Records from a dataset:
== Segment start ==

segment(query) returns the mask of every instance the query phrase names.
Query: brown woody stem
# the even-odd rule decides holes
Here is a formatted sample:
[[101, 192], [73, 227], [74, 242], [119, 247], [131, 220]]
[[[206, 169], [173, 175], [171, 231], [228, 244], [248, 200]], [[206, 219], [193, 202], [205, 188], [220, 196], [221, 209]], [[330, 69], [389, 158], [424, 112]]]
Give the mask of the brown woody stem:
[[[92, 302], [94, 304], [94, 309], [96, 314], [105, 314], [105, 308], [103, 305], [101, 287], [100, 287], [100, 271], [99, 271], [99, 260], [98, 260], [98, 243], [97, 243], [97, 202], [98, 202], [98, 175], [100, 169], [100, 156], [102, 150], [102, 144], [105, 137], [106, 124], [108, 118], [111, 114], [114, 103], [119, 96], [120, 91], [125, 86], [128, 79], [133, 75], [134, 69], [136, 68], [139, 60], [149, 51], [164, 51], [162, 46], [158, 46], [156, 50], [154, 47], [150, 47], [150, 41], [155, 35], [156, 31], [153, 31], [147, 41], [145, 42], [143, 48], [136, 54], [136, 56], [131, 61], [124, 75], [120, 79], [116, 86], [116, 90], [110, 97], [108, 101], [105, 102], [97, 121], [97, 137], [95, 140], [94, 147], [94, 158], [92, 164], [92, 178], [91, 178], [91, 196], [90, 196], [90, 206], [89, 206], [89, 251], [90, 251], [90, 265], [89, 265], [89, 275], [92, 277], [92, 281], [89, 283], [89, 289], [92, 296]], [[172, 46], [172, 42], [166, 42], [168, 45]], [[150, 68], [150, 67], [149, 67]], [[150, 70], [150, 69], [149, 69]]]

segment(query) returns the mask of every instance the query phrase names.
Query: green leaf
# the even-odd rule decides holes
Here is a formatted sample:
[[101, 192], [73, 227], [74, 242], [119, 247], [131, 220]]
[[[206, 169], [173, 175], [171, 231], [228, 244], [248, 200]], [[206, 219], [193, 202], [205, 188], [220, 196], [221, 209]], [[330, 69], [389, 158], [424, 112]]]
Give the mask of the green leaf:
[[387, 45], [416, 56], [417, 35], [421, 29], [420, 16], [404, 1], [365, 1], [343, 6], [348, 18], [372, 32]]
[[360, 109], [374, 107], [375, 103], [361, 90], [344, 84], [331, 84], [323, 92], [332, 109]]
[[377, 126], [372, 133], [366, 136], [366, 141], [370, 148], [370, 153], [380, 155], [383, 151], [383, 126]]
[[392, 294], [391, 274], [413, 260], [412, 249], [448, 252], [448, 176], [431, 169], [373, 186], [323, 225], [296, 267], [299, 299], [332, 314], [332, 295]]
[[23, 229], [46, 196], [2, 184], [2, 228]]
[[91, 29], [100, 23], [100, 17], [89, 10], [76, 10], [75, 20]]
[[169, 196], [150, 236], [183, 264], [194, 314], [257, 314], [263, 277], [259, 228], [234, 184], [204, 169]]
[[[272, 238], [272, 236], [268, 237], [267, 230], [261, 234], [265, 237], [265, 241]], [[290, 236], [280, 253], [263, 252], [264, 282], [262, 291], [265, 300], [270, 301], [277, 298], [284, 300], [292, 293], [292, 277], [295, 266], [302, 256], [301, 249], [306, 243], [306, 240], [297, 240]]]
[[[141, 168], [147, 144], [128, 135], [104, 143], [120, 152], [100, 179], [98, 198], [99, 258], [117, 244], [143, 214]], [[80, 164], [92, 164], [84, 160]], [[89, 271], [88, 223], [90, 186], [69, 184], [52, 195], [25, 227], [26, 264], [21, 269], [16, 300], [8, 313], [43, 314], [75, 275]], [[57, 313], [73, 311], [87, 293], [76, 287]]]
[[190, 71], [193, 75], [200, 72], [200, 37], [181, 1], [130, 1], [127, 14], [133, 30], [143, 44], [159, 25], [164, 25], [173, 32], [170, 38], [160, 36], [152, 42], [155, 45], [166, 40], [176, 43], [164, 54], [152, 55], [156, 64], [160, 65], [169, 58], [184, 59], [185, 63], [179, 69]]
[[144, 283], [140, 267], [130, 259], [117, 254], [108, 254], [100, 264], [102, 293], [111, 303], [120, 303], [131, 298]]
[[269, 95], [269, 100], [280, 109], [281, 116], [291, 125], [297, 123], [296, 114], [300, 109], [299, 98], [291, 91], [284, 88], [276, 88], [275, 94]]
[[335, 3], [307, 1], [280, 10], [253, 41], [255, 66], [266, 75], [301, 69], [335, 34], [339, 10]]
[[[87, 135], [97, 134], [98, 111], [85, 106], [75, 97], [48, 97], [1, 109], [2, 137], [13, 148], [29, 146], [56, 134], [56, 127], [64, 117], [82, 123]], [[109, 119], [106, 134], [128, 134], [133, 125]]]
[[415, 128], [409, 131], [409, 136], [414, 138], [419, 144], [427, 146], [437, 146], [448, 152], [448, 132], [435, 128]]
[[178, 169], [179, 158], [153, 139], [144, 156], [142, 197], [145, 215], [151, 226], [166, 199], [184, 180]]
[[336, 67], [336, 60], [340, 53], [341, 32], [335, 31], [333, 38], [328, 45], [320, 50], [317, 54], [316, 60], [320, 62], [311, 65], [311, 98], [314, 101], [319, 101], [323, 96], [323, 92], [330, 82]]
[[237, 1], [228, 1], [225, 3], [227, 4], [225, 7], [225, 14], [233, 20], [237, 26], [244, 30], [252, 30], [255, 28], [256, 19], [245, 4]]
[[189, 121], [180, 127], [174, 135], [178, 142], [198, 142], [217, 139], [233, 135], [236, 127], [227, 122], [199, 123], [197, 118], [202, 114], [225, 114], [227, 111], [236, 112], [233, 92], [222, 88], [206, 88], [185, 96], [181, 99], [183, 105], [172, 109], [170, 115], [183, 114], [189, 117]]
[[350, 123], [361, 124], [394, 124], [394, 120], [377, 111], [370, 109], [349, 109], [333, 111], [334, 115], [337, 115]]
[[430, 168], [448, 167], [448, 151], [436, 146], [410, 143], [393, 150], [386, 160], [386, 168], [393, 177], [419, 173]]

== Segment end ==

== ABOUT THIS EXERCISE ==
Would you copy out each record precisely as it stands?

== OUTPUT OF THE TASK ==
segment(query) returns the mask of every instance the query phrase names.
Query: brown woody stem
# the even-odd rule decides holes
Here is a formatted sample:
[[101, 192], [73, 227], [74, 242], [119, 247], [131, 220]]
[[[206, 169], [173, 175], [171, 231], [228, 244], [248, 200]], [[206, 219], [193, 202], [205, 188], [220, 196], [221, 209]], [[330, 69], [389, 158], [424, 112]]]
Give the mask of the brown woody stem:
[[[92, 302], [94, 304], [94, 309], [96, 314], [105, 314], [105, 308], [103, 305], [101, 287], [100, 287], [100, 271], [99, 271], [99, 260], [98, 260], [98, 243], [97, 243], [97, 202], [98, 202], [98, 175], [100, 169], [100, 156], [102, 150], [102, 144], [105, 137], [106, 124], [108, 118], [111, 114], [114, 103], [119, 96], [120, 91], [125, 86], [128, 79], [133, 75], [134, 69], [136, 68], [139, 60], [149, 51], [164, 51], [162, 46], [158, 46], [156, 50], [154, 47], [150, 47], [150, 41], [155, 35], [156, 31], [153, 31], [147, 41], [145, 42], [143, 48], [136, 54], [136, 56], [131, 61], [124, 75], [120, 79], [116, 86], [116, 90], [110, 97], [108, 101], [105, 102], [97, 121], [97, 137], [95, 140], [94, 147], [94, 158], [92, 164], [92, 178], [91, 178], [91, 196], [90, 196], [90, 206], [89, 206], [89, 251], [90, 251], [90, 265], [89, 265], [89, 275], [92, 277], [92, 281], [89, 283], [89, 289], [92, 296]], [[172, 46], [172, 42], [166, 42], [168, 45]], [[150, 68], [150, 67], [149, 67]], [[150, 70], [150, 69], [149, 69]]]

segment(query) returns the mask of every instance the query phrase names.
Query: green leaf
# the even-odd rule decides holes
Here is a formatted sample:
[[101, 192], [73, 227], [74, 242], [119, 247], [131, 220]]
[[[206, 169], [173, 175], [171, 231], [228, 244], [248, 200]], [[206, 219], [193, 202], [205, 188], [220, 196], [221, 209]], [[330, 69], [389, 158], [424, 112]]]
Give the mask of the green leaf:
[[387, 45], [416, 56], [417, 35], [421, 29], [420, 16], [404, 1], [365, 1], [343, 6], [348, 18], [372, 32]]
[[360, 109], [374, 107], [375, 103], [361, 90], [344, 84], [331, 84], [323, 92], [332, 109]]
[[377, 126], [372, 133], [366, 136], [366, 141], [370, 148], [370, 153], [380, 155], [383, 151], [383, 126]]
[[392, 294], [391, 274], [413, 260], [412, 249], [448, 252], [448, 176], [431, 169], [373, 186], [323, 225], [296, 267], [299, 299], [332, 314], [332, 295]]
[[23, 229], [46, 196], [2, 184], [2, 228]]
[[91, 29], [100, 23], [100, 17], [89, 10], [76, 10], [75, 20]]
[[169, 196], [150, 236], [183, 264], [194, 314], [257, 314], [263, 277], [259, 228], [234, 184], [204, 169]]
[[[272, 238], [272, 236], [268, 237], [267, 230], [261, 234], [265, 237], [265, 241]], [[290, 236], [280, 253], [263, 252], [264, 282], [262, 291], [265, 300], [270, 301], [277, 298], [284, 300], [292, 293], [292, 277], [295, 266], [302, 256], [301, 249], [306, 243], [306, 240], [297, 240]]]
[[[141, 168], [147, 144], [128, 135], [104, 143], [120, 152], [100, 179], [98, 198], [99, 258], [117, 244], [143, 214]], [[80, 164], [92, 164], [84, 160]], [[89, 271], [88, 223], [90, 186], [69, 184], [52, 195], [25, 227], [26, 264], [21, 269], [16, 300], [8, 313], [43, 314], [75, 275]], [[57, 313], [73, 311], [87, 293], [76, 287]]]
[[190, 71], [193, 75], [200, 72], [200, 37], [181, 1], [130, 1], [127, 14], [133, 30], [143, 44], [159, 25], [164, 25], [173, 32], [170, 38], [160, 36], [152, 42], [155, 45], [166, 40], [176, 43], [164, 54], [152, 55], [156, 64], [160, 65], [169, 58], [184, 59], [185, 63], [179, 69]]
[[144, 283], [140, 267], [130, 259], [117, 254], [108, 254], [100, 264], [102, 293], [111, 303], [120, 303], [131, 298]]
[[269, 95], [269, 100], [280, 109], [281, 116], [291, 125], [297, 123], [296, 114], [300, 109], [299, 98], [291, 91], [284, 88], [276, 88], [275, 94]]
[[335, 3], [307, 1], [280, 10], [253, 41], [255, 66], [266, 75], [301, 69], [335, 34], [339, 10]]
[[[87, 135], [97, 134], [98, 111], [85, 106], [75, 97], [48, 97], [1, 109], [2, 137], [13, 148], [29, 146], [56, 134], [56, 127], [64, 117], [82, 123]], [[109, 119], [106, 134], [128, 134], [133, 125]]]
[[415, 128], [409, 131], [409, 136], [414, 138], [419, 144], [427, 146], [437, 146], [448, 152], [448, 132], [435, 128]]
[[178, 169], [179, 158], [153, 139], [144, 156], [142, 197], [145, 215], [151, 226], [166, 199], [184, 180]]
[[336, 67], [336, 60], [340, 53], [341, 32], [335, 31], [333, 38], [328, 45], [320, 50], [317, 54], [316, 60], [320, 62], [311, 65], [311, 98], [314, 101], [319, 101], [323, 96], [323, 92], [330, 82]]
[[237, 1], [228, 1], [225, 3], [227, 4], [225, 7], [225, 14], [233, 20], [237, 26], [244, 30], [252, 30], [255, 28], [256, 19], [245, 4]]
[[189, 121], [180, 127], [174, 135], [178, 142], [198, 142], [217, 139], [233, 135], [236, 127], [227, 122], [199, 123], [197, 118], [202, 114], [225, 114], [227, 111], [236, 112], [233, 92], [222, 88], [206, 88], [185, 96], [181, 99], [183, 105], [172, 109], [170, 115], [183, 114], [189, 117]]
[[350, 123], [361, 124], [394, 124], [394, 120], [377, 111], [370, 109], [349, 109], [333, 111], [334, 115], [337, 115]]
[[430, 168], [448, 167], [448, 151], [436, 146], [410, 143], [393, 150], [386, 160], [386, 168], [393, 177], [419, 173]]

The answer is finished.